TEXT PROVIDED →
Organic mulches keep soil cool, so use them on cool-season plants or wait until the soil is warm to put them around warm-season plants. If slugs are a problem, organic mulches can make them worse consider plastic instead.

Plastic:
Black plastic is a great mulch for heat-loving plants in all but the warmest climates because it warms the soil and suppresses weeds. It is also perfect for warming the soil for early planting. Unfortunately, it only lasts a season or two, and rain can't soak through it. For the benefits of black plastic without its disadvantages, try a black, porous landscape fabric instead. Cut holes in either to plant through or place strips beside rows.

Deep mulch for problem weeds:
If you are fighting a bad case of a stubborn perennial weed such as thistle, bindweed, or blackberry, you need a heavy-duty mulch. Give up on gardening for a few seasons and try this. Cover the entire area with old carpet, layers of heavy cardboard, and/or a sheet of heavy plastic. Then pile on a foot or so of straw, weeds, or other mulch and leave it for a year. Pull it up and check for live roots. If you find any, remove them and repeat the treatment.

WHAT YOU WILL DO →
In the text on garden mulches, how long should the pile of straw, weeds, or other mulch be left over an area with a stubborn perennial weed?

DATASET EXTRACT →
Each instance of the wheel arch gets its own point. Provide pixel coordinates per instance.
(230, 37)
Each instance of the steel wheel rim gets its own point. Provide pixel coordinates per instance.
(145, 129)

SOLUTION FOR THIS EXERCISE →
For a year.